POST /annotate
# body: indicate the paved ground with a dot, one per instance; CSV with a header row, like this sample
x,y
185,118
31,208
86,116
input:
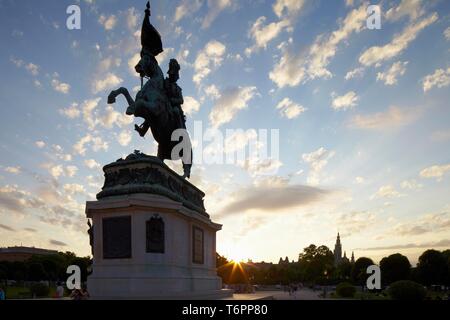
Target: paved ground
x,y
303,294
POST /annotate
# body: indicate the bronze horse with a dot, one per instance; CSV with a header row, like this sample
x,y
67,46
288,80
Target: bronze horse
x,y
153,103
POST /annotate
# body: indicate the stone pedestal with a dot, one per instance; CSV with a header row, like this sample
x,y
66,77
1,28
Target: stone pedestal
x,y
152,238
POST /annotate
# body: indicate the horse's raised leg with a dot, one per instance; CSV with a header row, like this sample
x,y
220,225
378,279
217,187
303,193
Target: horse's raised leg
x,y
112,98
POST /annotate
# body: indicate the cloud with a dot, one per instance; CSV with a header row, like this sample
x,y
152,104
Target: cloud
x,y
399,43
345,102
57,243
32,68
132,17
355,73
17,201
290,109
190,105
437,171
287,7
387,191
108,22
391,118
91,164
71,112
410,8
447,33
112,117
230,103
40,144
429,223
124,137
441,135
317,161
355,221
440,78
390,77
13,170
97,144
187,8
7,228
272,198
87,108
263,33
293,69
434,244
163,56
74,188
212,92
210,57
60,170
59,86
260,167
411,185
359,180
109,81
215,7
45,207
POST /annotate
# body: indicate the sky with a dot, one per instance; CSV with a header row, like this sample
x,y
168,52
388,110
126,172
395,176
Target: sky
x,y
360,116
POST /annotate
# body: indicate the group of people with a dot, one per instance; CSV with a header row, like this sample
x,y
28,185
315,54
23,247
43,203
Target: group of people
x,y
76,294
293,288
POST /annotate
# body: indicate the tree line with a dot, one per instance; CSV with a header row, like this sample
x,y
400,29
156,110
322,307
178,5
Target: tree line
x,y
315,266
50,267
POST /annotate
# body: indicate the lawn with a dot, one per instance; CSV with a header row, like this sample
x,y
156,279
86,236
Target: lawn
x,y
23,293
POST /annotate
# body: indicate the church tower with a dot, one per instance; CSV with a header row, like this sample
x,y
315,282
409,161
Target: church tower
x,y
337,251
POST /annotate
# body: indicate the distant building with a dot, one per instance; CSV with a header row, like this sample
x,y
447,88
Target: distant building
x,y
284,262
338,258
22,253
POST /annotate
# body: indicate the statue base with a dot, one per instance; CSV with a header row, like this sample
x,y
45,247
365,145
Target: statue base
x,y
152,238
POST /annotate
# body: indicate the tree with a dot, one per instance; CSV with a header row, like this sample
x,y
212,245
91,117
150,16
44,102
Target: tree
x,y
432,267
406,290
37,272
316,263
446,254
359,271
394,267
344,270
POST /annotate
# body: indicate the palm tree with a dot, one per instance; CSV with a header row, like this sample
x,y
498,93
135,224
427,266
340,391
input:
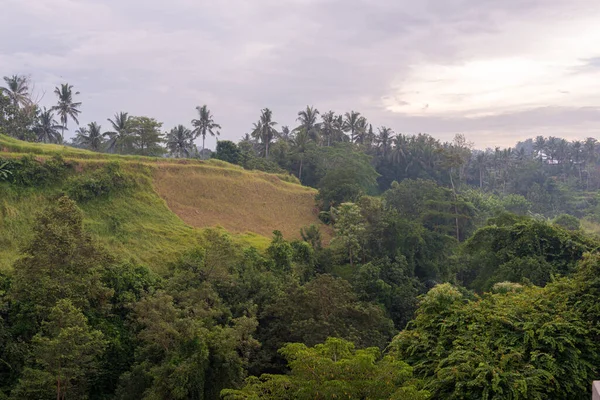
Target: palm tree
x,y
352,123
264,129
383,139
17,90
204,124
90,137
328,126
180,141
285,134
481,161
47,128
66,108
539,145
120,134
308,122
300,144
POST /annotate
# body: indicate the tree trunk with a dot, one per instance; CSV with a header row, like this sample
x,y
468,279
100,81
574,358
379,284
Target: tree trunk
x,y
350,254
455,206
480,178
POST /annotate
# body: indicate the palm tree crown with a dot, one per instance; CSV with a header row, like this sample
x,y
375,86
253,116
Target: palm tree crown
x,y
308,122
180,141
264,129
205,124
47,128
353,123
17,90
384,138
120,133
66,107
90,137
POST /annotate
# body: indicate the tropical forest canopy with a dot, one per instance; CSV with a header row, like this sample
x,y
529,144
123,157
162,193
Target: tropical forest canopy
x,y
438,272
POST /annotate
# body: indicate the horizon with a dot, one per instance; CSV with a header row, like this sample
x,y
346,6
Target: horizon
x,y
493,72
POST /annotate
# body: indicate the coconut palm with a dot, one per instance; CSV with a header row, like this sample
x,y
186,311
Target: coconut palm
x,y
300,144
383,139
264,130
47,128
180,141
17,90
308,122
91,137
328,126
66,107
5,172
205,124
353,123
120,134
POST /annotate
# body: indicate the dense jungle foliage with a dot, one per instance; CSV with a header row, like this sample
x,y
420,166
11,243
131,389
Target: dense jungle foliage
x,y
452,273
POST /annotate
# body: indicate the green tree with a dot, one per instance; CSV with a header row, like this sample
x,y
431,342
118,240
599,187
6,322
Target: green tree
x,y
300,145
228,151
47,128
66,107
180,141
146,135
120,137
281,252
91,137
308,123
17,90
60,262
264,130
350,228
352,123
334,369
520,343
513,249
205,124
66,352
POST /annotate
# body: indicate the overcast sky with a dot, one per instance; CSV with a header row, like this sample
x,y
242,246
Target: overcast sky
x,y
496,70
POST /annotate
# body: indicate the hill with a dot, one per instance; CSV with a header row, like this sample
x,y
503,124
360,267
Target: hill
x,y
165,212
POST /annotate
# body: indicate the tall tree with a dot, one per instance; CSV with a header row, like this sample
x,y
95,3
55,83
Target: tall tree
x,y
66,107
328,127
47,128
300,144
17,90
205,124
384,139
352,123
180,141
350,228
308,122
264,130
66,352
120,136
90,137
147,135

------------------------------------------------

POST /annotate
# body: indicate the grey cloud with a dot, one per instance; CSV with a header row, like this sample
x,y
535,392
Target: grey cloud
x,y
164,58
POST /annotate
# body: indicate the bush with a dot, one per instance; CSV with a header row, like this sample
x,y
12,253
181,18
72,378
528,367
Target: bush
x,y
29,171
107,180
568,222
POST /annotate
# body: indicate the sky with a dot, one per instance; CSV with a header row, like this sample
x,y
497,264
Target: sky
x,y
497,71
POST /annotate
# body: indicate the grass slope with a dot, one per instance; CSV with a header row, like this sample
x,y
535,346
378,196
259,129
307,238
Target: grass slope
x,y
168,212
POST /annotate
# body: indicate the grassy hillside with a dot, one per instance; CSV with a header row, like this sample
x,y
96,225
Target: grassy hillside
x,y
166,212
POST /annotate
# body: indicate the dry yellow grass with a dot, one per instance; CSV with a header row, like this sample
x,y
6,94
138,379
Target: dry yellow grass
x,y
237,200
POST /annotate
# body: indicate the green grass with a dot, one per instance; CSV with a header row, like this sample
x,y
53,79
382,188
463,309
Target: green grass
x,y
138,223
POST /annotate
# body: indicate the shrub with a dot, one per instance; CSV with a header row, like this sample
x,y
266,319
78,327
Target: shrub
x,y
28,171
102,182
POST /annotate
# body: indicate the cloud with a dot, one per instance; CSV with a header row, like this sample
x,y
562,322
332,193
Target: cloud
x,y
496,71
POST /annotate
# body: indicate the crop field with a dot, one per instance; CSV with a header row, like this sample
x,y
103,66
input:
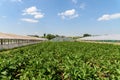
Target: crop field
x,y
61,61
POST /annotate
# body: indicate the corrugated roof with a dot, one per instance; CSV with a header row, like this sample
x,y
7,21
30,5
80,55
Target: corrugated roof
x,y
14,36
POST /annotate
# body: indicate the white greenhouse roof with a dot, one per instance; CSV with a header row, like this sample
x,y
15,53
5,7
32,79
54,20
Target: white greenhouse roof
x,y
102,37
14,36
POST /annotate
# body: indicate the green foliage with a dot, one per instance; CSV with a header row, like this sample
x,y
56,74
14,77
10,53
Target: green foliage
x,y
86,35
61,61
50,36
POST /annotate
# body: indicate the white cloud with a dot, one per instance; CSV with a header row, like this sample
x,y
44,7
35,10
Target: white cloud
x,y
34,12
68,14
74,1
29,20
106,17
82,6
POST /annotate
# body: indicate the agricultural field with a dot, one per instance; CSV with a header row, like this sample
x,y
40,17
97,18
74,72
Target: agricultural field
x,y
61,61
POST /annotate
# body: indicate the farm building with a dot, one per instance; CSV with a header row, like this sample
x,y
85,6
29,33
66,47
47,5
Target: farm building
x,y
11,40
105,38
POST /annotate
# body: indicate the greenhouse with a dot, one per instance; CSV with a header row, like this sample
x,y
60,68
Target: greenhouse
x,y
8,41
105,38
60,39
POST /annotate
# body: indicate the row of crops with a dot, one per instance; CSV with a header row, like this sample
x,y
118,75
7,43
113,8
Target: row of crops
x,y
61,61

------------------------------------------------

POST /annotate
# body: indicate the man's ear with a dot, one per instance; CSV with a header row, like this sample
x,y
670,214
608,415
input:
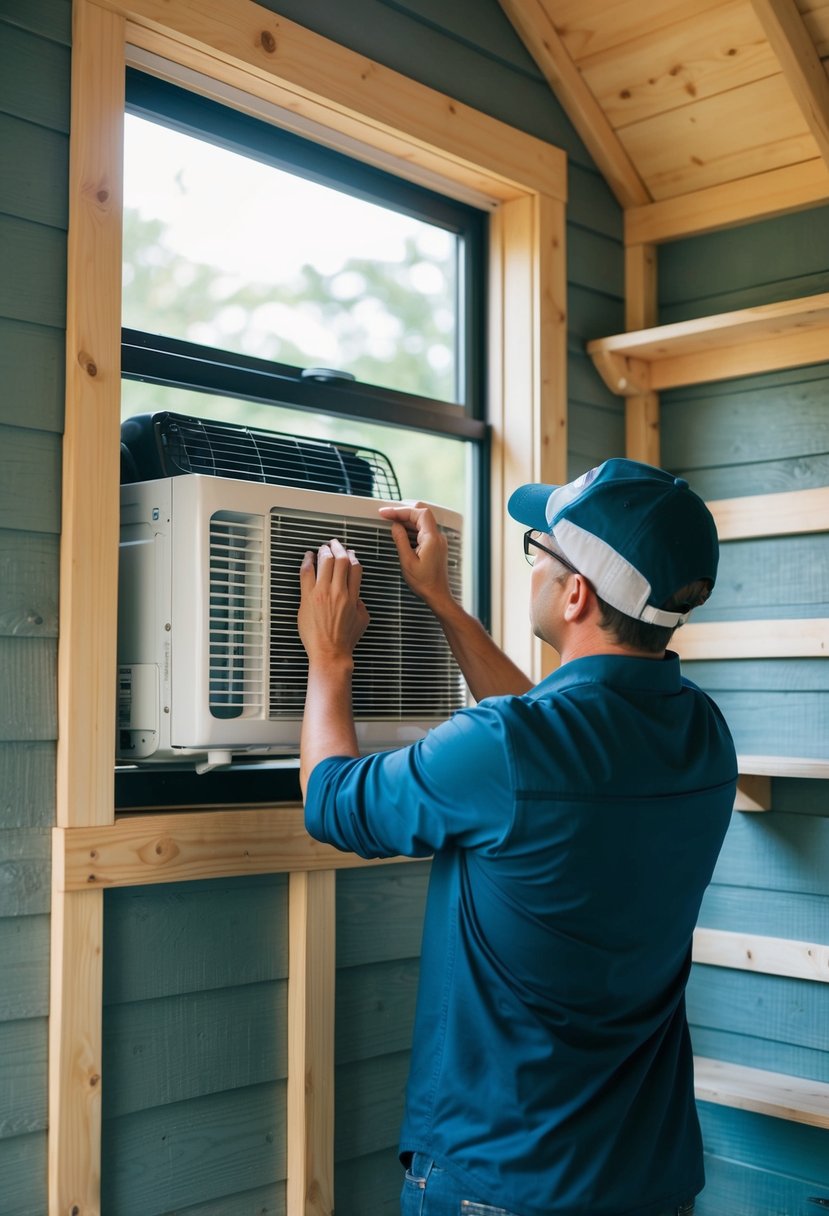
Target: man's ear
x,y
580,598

------------------------------------------------

TASK DESCRIPTION — Identify each line above that contains the string "shrub" and copy those lines out. Matching is case-sensitive.

WRITTEN SOLUTION —
# body: indicate the shrub with a dot, one per instance; CSV with a header row, like this sample
Target: shrub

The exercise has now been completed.